##### GIVEN ENTRIES

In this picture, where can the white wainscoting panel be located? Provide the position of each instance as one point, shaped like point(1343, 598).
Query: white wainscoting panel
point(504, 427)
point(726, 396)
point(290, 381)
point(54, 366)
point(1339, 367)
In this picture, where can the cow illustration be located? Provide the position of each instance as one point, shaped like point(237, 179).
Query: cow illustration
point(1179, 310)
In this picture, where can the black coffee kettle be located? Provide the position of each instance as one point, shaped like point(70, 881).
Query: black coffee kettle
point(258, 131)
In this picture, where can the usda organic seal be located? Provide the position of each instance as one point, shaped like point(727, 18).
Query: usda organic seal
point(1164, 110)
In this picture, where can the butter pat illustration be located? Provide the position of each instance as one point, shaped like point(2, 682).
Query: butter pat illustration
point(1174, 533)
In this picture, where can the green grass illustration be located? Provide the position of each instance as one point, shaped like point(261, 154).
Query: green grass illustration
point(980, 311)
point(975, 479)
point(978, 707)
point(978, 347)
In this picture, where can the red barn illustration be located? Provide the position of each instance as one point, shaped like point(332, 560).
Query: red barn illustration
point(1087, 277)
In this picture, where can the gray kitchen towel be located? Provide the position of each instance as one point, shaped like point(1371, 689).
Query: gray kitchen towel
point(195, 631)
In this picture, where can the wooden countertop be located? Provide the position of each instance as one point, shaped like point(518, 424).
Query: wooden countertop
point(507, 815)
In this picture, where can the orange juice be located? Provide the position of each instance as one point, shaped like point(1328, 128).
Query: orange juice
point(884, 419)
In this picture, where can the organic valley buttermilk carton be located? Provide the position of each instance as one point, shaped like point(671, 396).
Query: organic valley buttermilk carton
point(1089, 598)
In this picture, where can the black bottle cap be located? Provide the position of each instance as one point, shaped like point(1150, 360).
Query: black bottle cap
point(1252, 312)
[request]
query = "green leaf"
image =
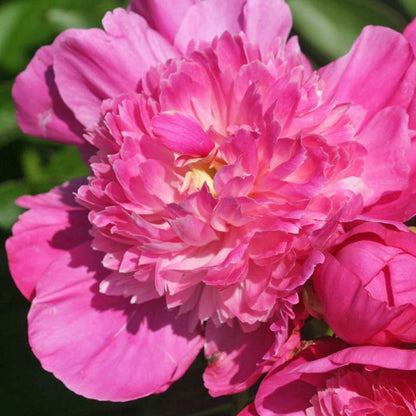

##########

_EXERCISE PROMPT_:
Write out, word for word, every line in the records above from the one containing "In this picture, where can the cow" down to the one containing "point(1179, 310)", including both of those lines.

_WORKED ANSWER_:
In this picture, where can the cow illustration be located? Provide the position of each instance as one point, shaped like point(237, 179).
Query: cow illustration
point(1179, 310)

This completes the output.